**Provided records**
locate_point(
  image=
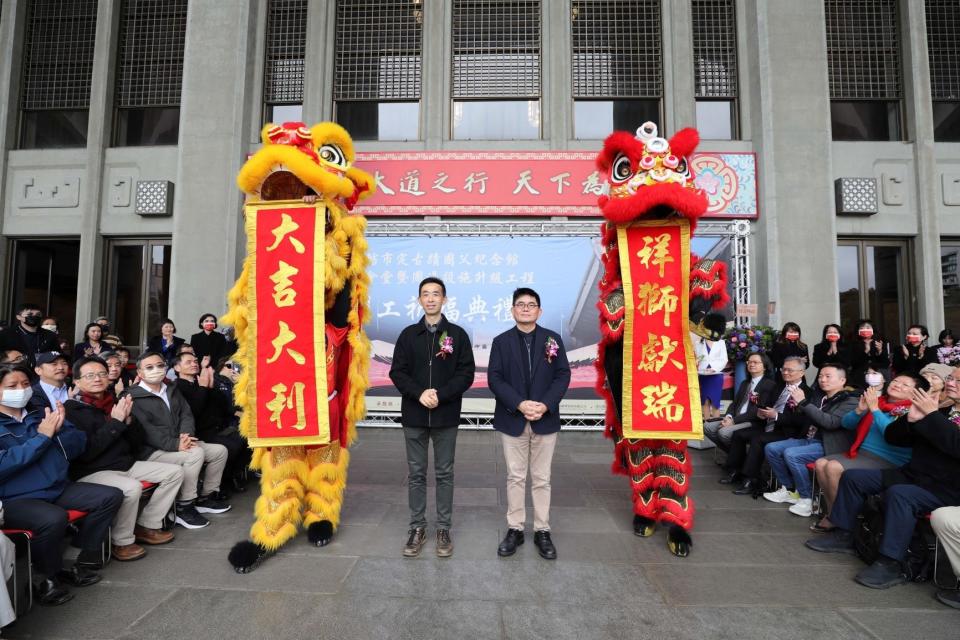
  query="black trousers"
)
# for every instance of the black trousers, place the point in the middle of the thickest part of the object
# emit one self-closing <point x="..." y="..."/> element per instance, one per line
<point x="746" y="450"/>
<point x="48" y="521"/>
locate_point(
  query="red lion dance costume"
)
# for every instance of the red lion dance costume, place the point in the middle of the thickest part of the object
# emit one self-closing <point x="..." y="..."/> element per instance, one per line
<point x="653" y="203"/>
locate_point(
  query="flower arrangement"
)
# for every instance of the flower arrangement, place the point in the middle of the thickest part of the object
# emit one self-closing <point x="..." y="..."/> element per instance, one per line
<point x="742" y="342"/>
<point x="446" y="346"/>
<point x="949" y="355"/>
<point x="551" y="349"/>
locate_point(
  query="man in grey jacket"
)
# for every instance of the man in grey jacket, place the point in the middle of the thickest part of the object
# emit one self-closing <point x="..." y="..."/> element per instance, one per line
<point x="169" y="428"/>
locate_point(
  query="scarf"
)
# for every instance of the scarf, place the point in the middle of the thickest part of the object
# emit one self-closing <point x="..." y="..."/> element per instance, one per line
<point x="898" y="408"/>
<point x="104" y="404"/>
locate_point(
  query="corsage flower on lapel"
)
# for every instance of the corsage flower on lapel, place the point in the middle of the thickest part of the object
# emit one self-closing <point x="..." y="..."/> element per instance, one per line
<point x="446" y="345"/>
<point x="551" y="349"/>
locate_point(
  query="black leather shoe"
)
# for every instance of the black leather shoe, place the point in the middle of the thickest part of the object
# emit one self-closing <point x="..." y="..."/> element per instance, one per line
<point x="90" y="559"/>
<point x="730" y="478"/>
<point x="746" y="488"/>
<point x="79" y="576"/>
<point x="545" y="545"/>
<point x="511" y="541"/>
<point x="51" y="593"/>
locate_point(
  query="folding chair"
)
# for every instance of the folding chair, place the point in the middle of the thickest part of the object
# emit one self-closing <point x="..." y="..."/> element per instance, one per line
<point x="936" y="562"/>
<point x="27" y="536"/>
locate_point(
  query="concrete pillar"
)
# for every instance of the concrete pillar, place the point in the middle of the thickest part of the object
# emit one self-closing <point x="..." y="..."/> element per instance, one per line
<point x="679" y="102"/>
<point x="90" y="267"/>
<point x="11" y="46"/>
<point x="919" y="112"/>
<point x="791" y="132"/>
<point x="556" y="107"/>
<point x="214" y="106"/>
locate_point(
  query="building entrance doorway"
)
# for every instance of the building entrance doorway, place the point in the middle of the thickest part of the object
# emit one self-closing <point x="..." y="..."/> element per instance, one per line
<point x="138" y="288"/>
<point x="875" y="281"/>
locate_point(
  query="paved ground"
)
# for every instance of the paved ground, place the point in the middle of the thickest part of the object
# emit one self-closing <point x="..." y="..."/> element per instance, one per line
<point x="749" y="575"/>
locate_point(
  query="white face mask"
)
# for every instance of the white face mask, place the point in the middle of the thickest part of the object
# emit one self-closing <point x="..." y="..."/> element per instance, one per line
<point x="16" y="398"/>
<point x="154" y="376"/>
<point x="873" y="379"/>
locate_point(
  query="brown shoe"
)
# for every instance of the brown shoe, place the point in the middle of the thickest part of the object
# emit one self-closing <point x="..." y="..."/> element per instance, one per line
<point x="417" y="537"/>
<point x="152" y="536"/>
<point x="128" y="552"/>
<point x="444" y="543"/>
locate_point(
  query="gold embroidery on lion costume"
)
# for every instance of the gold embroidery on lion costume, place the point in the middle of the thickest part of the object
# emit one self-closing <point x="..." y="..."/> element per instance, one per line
<point x="304" y="484"/>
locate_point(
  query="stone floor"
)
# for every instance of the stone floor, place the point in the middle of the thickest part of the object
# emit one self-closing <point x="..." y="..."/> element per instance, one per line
<point x="749" y="575"/>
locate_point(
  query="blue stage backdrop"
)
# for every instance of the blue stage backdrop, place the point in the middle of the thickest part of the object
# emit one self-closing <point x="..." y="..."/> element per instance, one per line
<point x="481" y="274"/>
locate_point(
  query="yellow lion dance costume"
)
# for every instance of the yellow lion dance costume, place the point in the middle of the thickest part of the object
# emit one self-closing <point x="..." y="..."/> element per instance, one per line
<point x="304" y="484"/>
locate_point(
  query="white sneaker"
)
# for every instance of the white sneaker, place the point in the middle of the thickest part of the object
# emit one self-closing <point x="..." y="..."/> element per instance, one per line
<point x="803" y="507"/>
<point x="780" y="495"/>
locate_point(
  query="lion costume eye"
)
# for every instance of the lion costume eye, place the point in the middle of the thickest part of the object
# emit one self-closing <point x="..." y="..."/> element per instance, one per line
<point x="622" y="170"/>
<point x="331" y="153"/>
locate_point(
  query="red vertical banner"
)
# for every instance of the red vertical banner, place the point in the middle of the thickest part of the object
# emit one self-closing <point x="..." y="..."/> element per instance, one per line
<point x="286" y="302"/>
<point x="661" y="394"/>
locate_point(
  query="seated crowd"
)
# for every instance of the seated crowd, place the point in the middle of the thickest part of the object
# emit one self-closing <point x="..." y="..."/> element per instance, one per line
<point x="880" y="420"/>
<point x="137" y="447"/>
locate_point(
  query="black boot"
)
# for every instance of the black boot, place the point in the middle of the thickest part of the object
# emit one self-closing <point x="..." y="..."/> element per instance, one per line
<point x="511" y="541"/>
<point x="247" y="556"/>
<point x="679" y="541"/>
<point x="730" y="478"/>
<point x="545" y="545"/>
<point x="51" y="592"/>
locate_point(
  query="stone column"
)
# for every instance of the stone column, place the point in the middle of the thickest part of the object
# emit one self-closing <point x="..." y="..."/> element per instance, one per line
<point x="919" y="114"/>
<point x="791" y="133"/>
<point x="214" y="107"/>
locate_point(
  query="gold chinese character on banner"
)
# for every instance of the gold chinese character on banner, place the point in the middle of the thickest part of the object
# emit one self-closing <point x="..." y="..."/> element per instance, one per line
<point x="285" y="337"/>
<point x="284" y="229"/>
<point x="651" y="298"/>
<point x="655" y="250"/>
<point x="656" y="352"/>
<point x="282" y="400"/>
<point x="658" y="402"/>
<point x="283" y="293"/>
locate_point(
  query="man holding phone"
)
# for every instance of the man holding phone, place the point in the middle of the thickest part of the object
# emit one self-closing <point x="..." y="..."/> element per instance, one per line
<point x="169" y="429"/>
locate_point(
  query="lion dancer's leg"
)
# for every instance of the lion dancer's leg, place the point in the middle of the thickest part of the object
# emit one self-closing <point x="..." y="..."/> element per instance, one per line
<point x="659" y="471"/>
<point x="278" y="509"/>
<point x="326" y="474"/>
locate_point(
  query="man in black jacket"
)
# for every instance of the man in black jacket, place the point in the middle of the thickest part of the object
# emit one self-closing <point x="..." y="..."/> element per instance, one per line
<point x="929" y="481"/>
<point x="529" y="374"/>
<point x="110" y="458"/>
<point x="751" y="396"/>
<point x="26" y="336"/>
<point x="432" y="368"/>
<point x="782" y="416"/>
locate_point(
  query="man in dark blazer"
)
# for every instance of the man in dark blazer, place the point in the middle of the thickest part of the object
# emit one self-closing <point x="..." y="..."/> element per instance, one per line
<point x="529" y="374"/>
<point x="432" y="368"/>
<point x="752" y="394"/>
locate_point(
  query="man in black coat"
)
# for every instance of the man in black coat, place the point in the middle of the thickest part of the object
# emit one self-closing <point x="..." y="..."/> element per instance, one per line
<point x="784" y="418"/>
<point x="930" y="480"/>
<point x="529" y="374"/>
<point x="432" y="368"/>
<point x="26" y="335"/>
<point x="752" y="394"/>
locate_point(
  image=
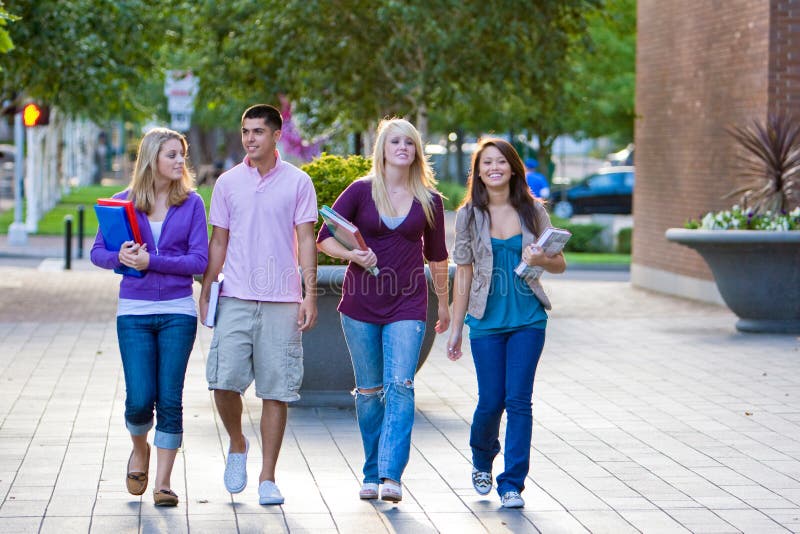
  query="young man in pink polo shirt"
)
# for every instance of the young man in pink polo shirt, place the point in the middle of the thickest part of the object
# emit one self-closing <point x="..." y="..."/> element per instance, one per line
<point x="263" y="213"/>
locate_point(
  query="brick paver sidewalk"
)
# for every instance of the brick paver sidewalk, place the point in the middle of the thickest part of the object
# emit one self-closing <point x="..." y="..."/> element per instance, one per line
<point x="652" y="414"/>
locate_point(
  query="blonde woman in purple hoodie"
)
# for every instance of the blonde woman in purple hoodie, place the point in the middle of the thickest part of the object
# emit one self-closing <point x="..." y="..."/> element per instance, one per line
<point x="156" y="313"/>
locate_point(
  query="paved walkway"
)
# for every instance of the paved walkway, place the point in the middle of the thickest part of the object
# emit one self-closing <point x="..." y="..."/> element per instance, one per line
<point x="652" y="414"/>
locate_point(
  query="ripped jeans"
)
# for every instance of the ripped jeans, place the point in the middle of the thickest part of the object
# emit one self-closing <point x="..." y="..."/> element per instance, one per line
<point x="385" y="360"/>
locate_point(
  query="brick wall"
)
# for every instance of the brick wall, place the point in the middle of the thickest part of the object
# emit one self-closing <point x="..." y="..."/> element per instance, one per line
<point x="701" y="65"/>
<point x="784" y="56"/>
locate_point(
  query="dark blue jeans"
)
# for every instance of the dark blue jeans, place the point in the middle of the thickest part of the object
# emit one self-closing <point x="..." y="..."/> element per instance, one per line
<point x="505" y="365"/>
<point x="155" y="351"/>
<point x="385" y="357"/>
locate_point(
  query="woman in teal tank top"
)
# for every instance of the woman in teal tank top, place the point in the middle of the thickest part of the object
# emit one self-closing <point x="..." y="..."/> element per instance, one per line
<point x="506" y="314"/>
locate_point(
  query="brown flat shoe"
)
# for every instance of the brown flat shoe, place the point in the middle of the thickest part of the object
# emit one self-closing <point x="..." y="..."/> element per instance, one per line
<point x="137" y="481"/>
<point x="165" y="498"/>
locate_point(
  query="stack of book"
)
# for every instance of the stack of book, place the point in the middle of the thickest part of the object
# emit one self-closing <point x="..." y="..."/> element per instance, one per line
<point x="552" y="242"/>
<point x="345" y="232"/>
<point x="118" y="224"/>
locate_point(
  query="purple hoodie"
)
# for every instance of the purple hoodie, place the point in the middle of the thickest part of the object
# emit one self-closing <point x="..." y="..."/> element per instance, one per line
<point x="181" y="252"/>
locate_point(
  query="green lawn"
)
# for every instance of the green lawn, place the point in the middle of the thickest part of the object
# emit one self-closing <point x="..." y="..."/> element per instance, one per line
<point x="53" y="221"/>
<point x="606" y="258"/>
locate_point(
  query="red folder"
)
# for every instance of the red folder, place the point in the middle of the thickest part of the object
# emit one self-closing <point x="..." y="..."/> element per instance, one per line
<point x="130" y="211"/>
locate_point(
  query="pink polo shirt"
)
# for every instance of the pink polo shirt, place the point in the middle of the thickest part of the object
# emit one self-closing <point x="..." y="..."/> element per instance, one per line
<point x="260" y="214"/>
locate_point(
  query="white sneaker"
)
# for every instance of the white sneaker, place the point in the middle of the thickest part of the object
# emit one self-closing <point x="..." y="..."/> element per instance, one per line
<point x="512" y="499"/>
<point x="236" y="469"/>
<point x="369" y="491"/>
<point x="392" y="492"/>
<point x="268" y="493"/>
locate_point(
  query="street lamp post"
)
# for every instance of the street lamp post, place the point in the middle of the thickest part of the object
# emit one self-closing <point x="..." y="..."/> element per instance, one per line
<point x="18" y="232"/>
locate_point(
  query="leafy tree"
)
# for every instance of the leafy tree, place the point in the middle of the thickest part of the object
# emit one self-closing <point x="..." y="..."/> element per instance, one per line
<point x="5" y="40"/>
<point x="99" y="58"/>
<point x="605" y="72"/>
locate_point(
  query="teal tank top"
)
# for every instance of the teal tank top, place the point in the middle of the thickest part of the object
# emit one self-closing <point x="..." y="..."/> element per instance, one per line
<point x="511" y="304"/>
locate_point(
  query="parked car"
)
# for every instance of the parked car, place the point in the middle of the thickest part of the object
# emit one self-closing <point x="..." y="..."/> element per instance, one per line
<point x="609" y="190"/>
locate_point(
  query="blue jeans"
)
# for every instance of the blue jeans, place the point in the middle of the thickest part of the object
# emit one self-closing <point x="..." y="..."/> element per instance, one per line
<point x="505" y="365"/>
<point x="385" y="357"/>
<point x="155" y="352"/>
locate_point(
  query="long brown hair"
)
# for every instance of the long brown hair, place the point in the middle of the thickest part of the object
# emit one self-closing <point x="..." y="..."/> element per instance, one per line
<point x="142" y="184"/>
<point x="519" y="193"/>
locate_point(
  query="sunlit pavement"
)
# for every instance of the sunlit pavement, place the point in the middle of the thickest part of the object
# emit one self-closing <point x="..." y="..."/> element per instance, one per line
<point x="652" y="414"/>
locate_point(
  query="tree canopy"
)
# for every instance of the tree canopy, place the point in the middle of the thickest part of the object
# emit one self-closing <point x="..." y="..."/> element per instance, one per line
<point x="99" y="58"/>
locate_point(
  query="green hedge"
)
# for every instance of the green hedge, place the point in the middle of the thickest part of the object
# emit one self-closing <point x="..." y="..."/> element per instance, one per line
<point x="585" y="237"/>
<point x="453" y="192"/>
<point x="624" y="239"/>
<point x="331" y="175"/>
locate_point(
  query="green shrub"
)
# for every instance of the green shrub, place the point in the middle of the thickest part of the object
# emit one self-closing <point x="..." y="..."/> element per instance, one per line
<point x="331" y="175"/>
<point x="453" y="192"/>
<point x="585" y="237"/>
<point x="624" y="238"/>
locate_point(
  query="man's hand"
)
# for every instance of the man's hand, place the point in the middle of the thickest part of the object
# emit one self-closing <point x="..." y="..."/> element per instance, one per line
<point x="307" y="314"/>
<point x="202" y="304"/>
<point x="444" y="318"/>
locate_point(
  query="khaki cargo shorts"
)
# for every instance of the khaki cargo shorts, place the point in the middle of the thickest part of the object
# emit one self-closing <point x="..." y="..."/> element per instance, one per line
<point x="256" y="341"/>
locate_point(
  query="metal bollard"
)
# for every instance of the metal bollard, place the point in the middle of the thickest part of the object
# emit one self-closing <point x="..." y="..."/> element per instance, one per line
<point x="80" y="231"/>
<point x="67" y="242"/>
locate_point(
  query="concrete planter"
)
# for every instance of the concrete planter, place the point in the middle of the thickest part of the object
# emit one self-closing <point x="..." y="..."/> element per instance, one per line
<point x="757" y="273"/>
<point x="328" y="377"/>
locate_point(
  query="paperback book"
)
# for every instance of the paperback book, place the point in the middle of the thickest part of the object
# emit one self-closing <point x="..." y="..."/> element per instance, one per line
<point x="552" y="242"/>
<point x="345" y="232"/>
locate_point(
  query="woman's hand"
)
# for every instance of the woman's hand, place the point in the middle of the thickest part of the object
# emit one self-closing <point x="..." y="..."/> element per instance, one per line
<point x="134" y="255"/>
<point x="365" y="258"/>
<point x="454" y="345"/>
<point x="444" y="318"/>
<point x="533" y="254"/>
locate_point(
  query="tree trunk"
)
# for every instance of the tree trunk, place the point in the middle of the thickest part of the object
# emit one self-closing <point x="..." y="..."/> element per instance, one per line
<point x="462" y="173"/>
<point x="422" y="123"/>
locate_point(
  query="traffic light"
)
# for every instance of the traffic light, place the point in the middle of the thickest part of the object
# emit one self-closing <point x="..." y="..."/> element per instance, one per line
<point x="35" y="115"/>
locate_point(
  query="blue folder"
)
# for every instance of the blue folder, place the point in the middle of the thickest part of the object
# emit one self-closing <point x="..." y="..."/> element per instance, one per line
<point x="115" y="230"/>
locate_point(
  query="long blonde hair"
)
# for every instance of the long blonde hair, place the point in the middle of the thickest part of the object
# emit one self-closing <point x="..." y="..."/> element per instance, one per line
<point x="145" y="170"/>
<point x="421" y="179"/>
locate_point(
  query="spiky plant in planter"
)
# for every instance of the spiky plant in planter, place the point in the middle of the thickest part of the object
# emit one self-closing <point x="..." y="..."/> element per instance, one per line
<point x="772" y="163"/>
<point x="755" y="268"/>
<point x="770" y="200"/>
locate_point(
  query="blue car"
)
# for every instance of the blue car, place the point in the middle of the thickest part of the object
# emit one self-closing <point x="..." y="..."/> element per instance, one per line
<point x="609" y="190"/>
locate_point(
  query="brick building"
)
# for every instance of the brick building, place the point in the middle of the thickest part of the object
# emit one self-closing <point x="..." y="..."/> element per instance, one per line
<point x="701" y="66"/>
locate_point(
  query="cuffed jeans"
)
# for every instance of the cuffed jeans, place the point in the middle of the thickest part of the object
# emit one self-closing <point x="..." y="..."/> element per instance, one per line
<point x="384" y="357"/>
<point x="155" y="351"/>
<point x="505" y="365"/>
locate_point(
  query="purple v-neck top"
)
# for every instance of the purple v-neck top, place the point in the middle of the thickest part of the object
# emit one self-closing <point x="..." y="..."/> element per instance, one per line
<point x="400" y="291"/>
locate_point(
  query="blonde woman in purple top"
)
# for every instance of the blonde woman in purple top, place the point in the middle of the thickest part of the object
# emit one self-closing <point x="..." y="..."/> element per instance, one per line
<point x="156" y="314"/>
<point x="401" y="216"/>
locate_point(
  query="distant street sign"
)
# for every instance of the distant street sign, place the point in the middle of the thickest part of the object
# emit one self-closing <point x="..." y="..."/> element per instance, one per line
<point x="180" y="87"/>
<point x="181" y="122"/>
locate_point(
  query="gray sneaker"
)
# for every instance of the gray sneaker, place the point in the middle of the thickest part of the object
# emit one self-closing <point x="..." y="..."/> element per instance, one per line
<point x="236" y="469"/>
<point x="512" y="499"/>
<point x="268" y="493"/>
<point x="482" y="481"/>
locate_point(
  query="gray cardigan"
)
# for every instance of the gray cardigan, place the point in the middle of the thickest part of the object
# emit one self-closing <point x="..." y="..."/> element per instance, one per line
<point x="474" y="246"/>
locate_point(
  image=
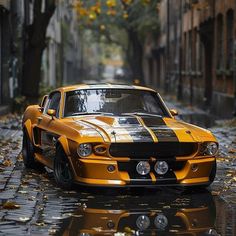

**Task brief**
Every line in the listing above that mentions "stage" should be returned.

**Task response**
  query="blue stage backdrop"
# for every instance of the blue stage backdrop, place the point in the middle of the thickest part of the object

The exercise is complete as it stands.